УСЛОВИЕ ЗАДАНИЯ
Проверьте по тексту о религиозной идентичности, верны ли три утверждения. Для каждого ответьте «да» или «нет» и дословно приведите слова текста, которые это решают.
1. Религиозность опрошенных рассматривается главным образом через символическую практику.
2. Опрошенные хорошо знают идеологию религии.
3. Марьям начала глубже изучать религию десять лет назад.

Религиозная идентичность у значительной части интервьюированных играет роль социального и морально-нравственного тестирования. Религиозность рассматривается в большей  степени через символическую практику (ношение ритуальной мусульманской одежды, молитва, ураза, милостыня).

«… – я знаю, несмотря на то, что мы являемся субъектом РФ, к нам другое отношение. Мы в хиджабе, по-другому воспринимают. В России почему-то до сих пор к этому не готовы. Во многих школах, организациях права кавказцев, права мусульман ущемляются. Их не пускают делать намаз, носить хиджаб, даже когда узнают, что они постятся, могут как-то воздействовать на них. Я считаю, даже если мы являемся субъектом РФ, нас все равно не принимают, как положено». (Роза, 28 лет)

Знание идеологии религии весьма поверхностное. У всех опрошенных четко прослеживается мысль об универсальности ислама как религии в контексте морально-нравственных норм. При этом вопрос, что общество очень долго функционировало в рамках адатов, вне ислама, где человек мог черпать нравственные основы, оставался без внятного ответа. Наблюдается смещение базовых морально-нравственных практик в рамках традиционной культуры (адатов) и ислама.

– «На самом деле, мы мало знаем свою религию, мы не изучаем ее так хорошо, как должны, но я ее начала глубже изучать 4 года назад, когда развилась, до этого у меня не было никаких понятий, кроме элементарных 5 столпов…». (Марьям, 27 лет)

Но запрос на морально-нравственную составляющую религии достаточно высок, в нем  молодые люди видят социальную и правовую защищенность в жизни при надлежащем функционировании религиозных институтов.

– « … Для меня религия на первом месте.

ВЫДЕРЖКИ ИЗ МАТЕРИАЛА
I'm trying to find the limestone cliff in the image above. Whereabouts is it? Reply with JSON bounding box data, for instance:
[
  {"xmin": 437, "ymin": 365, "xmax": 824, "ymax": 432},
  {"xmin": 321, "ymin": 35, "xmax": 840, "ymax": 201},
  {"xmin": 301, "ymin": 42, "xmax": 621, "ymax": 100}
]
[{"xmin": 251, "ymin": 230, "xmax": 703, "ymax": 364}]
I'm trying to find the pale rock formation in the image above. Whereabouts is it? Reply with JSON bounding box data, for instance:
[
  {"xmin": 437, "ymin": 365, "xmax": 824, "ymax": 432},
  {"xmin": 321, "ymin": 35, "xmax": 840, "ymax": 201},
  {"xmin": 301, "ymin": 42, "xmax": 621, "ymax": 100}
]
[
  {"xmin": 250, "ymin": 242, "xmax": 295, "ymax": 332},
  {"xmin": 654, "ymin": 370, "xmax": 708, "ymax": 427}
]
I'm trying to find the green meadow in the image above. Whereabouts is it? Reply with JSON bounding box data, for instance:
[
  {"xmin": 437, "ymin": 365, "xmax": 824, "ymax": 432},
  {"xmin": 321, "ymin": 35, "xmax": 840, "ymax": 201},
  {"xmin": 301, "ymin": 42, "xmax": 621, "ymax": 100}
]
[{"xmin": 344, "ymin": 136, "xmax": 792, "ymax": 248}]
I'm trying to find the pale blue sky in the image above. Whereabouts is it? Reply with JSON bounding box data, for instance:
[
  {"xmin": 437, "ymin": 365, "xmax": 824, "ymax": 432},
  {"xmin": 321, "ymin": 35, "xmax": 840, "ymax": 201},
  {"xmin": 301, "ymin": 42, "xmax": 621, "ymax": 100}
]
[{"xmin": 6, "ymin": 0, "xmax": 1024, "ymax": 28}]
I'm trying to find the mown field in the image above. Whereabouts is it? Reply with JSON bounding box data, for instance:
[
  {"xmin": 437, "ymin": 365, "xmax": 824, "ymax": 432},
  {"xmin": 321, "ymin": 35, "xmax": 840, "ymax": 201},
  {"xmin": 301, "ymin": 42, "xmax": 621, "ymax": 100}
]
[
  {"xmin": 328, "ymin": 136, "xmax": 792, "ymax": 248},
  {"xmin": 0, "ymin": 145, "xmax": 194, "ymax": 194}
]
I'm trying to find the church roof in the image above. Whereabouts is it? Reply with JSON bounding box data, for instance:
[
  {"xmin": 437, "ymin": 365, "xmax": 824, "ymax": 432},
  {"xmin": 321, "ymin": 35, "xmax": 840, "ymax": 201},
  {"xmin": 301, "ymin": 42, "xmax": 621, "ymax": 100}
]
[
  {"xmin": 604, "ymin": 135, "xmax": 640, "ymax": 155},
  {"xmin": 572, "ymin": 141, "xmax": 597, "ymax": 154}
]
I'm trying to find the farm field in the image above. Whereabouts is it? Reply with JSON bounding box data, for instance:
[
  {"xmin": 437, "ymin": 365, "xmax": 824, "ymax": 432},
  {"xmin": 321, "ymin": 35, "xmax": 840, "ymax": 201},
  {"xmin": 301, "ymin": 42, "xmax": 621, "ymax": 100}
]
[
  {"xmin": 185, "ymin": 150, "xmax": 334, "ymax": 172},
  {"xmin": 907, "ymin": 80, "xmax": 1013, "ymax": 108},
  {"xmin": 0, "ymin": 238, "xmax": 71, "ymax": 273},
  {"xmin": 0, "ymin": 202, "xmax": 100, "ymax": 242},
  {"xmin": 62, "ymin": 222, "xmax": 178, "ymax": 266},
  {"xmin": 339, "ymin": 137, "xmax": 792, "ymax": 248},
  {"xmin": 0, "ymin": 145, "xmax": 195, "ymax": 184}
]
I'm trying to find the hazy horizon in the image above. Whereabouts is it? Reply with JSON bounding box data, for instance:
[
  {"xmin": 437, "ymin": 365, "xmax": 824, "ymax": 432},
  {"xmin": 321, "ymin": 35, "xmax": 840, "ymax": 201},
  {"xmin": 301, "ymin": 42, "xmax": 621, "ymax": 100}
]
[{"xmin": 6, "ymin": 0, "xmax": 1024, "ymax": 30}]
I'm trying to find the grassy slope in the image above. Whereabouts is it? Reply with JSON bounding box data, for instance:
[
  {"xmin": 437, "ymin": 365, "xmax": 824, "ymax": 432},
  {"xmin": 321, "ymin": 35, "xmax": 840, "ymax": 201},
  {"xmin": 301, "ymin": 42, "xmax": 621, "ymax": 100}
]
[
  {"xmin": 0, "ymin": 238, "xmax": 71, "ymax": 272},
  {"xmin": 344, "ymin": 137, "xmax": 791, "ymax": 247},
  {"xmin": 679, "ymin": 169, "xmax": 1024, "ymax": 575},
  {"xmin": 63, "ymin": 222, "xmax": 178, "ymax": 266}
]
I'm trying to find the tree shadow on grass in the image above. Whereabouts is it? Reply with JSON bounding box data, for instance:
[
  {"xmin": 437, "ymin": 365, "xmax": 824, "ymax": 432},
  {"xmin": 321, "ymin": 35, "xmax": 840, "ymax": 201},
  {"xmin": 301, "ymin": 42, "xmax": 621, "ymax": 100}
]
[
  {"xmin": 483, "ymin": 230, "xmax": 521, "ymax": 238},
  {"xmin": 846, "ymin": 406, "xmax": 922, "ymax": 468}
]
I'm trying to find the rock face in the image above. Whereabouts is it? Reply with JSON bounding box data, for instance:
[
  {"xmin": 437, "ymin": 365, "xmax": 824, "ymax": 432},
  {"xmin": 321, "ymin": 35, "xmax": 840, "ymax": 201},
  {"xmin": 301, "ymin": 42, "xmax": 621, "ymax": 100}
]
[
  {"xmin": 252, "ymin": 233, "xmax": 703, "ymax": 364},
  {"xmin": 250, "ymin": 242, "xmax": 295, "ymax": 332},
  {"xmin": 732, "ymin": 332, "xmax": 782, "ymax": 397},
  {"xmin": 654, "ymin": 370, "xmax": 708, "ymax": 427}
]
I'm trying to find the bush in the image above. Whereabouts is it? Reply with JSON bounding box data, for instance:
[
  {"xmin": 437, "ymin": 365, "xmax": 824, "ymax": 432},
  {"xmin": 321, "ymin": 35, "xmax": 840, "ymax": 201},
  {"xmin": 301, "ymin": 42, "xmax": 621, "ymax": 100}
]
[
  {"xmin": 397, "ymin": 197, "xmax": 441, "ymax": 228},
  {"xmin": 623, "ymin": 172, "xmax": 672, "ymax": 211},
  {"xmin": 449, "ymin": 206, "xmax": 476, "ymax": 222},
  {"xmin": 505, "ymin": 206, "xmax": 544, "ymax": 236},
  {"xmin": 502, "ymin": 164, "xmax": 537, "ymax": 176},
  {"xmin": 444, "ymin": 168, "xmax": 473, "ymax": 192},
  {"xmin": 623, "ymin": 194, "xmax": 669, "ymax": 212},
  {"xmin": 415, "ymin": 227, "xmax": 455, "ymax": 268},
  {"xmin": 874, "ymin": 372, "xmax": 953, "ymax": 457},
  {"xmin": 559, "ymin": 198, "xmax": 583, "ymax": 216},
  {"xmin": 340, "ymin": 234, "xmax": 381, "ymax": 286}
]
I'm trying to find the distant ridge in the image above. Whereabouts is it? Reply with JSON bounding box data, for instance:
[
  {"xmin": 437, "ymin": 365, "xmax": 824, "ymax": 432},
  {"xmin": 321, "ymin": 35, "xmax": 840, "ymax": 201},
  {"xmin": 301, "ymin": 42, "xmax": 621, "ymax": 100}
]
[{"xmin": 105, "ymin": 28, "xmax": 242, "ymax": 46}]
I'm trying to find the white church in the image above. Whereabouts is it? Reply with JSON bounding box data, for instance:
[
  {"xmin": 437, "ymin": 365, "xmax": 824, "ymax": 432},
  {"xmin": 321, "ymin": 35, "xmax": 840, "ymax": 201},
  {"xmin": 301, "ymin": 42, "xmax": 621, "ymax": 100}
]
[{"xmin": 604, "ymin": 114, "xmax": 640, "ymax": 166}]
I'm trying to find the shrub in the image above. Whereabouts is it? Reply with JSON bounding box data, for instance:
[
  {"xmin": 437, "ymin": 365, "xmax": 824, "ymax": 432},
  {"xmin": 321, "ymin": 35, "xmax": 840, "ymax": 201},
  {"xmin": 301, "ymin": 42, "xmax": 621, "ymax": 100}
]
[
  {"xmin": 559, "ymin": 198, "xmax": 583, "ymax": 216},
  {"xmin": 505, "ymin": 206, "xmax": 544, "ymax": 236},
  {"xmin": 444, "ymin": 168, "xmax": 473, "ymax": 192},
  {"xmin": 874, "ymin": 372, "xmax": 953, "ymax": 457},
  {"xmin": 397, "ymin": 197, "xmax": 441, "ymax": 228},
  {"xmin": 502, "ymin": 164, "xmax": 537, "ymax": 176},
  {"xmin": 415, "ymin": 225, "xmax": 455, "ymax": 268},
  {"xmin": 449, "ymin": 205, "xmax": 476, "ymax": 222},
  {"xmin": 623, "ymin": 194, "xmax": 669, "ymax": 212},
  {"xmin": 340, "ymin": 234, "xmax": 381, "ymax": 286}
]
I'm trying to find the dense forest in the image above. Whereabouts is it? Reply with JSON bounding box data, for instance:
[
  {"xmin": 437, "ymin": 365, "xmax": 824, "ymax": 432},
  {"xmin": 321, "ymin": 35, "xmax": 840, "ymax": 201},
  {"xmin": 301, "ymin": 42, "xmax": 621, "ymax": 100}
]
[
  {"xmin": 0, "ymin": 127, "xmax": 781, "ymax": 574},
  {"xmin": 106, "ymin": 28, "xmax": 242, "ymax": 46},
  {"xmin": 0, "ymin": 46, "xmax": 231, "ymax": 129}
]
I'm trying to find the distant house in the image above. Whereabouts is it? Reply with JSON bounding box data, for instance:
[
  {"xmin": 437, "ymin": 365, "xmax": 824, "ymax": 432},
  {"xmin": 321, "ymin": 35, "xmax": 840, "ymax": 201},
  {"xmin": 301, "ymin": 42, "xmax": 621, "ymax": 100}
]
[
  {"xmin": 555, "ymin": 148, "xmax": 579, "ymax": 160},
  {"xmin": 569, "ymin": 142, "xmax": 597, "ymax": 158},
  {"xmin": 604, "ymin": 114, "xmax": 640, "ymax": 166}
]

ОТВЕТ НА ЗАДАНИЕ
1. Да: «через символическую практику (ношение ритуальной мусульманской одежды, молитва, ураза, милостыня)».
2. Нет: «Знание идеологии религии весьма поверхностное».
3. Нет: «я ее начала глубже изучать 4 года назад».